### Problem to work on
Recast the items as a numbered list, starting at the first line and ending at the line containing "pixel 463 589", both lines included. Include only those lines and omit any blank ones.

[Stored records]
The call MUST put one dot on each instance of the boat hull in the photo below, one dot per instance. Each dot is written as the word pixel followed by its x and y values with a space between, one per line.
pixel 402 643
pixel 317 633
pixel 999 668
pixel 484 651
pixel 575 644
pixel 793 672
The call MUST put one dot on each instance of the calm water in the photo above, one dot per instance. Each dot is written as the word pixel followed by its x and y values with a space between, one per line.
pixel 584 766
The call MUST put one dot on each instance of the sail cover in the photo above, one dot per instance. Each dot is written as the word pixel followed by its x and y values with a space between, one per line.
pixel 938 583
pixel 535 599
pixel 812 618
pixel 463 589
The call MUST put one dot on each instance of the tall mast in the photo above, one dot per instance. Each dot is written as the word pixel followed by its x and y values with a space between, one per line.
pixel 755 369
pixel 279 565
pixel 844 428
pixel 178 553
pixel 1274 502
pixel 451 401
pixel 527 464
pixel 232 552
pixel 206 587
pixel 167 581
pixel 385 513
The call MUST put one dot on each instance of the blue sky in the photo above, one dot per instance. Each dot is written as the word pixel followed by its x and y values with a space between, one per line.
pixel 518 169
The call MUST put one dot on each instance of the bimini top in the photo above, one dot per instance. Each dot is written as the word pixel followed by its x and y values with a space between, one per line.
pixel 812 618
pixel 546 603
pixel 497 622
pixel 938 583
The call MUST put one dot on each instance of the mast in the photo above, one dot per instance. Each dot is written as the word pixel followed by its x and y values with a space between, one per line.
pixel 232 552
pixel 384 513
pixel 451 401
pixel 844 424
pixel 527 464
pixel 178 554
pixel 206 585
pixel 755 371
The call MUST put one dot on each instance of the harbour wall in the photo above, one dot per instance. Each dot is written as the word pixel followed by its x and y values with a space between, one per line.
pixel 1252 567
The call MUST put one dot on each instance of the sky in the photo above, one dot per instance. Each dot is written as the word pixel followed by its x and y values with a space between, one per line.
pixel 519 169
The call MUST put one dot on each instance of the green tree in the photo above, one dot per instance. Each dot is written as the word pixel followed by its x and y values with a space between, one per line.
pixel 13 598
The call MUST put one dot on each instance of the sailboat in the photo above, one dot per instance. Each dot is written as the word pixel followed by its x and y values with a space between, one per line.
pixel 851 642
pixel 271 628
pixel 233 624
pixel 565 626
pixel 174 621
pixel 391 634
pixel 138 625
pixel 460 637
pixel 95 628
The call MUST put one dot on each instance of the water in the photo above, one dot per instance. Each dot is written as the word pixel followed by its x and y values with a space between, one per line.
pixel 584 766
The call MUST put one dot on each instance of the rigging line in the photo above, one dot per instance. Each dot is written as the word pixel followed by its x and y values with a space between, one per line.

### Written solution
1. The call MUST put one dot on each instance of the boat hull in the photo below, one dot per instance. Each dot is written as the word pixel followed by its x and y values with a space between, one per line.
2. pixel 402 643
3. pixel 317 633
4. pixel 999 668
5. pixel 484 651
6. pixel 575 644
7. pixel 793 672
8. The call MUST put one dot on each instance of the calm water in the photo above, one dot per instance. Each dot is written as the word pixel followed by its x and y values with a space between, one per line.
9. pixel 584 766
10. The call MUST put one dot on each instance of the sail cover in the photo above, one dot per instance. Each dot is written as the word pixel followed by its x and y values with a space between, one per line.
11. pixel 938 583
12. pixel 535 599
13. pixel 812 618
14. pixel 463 589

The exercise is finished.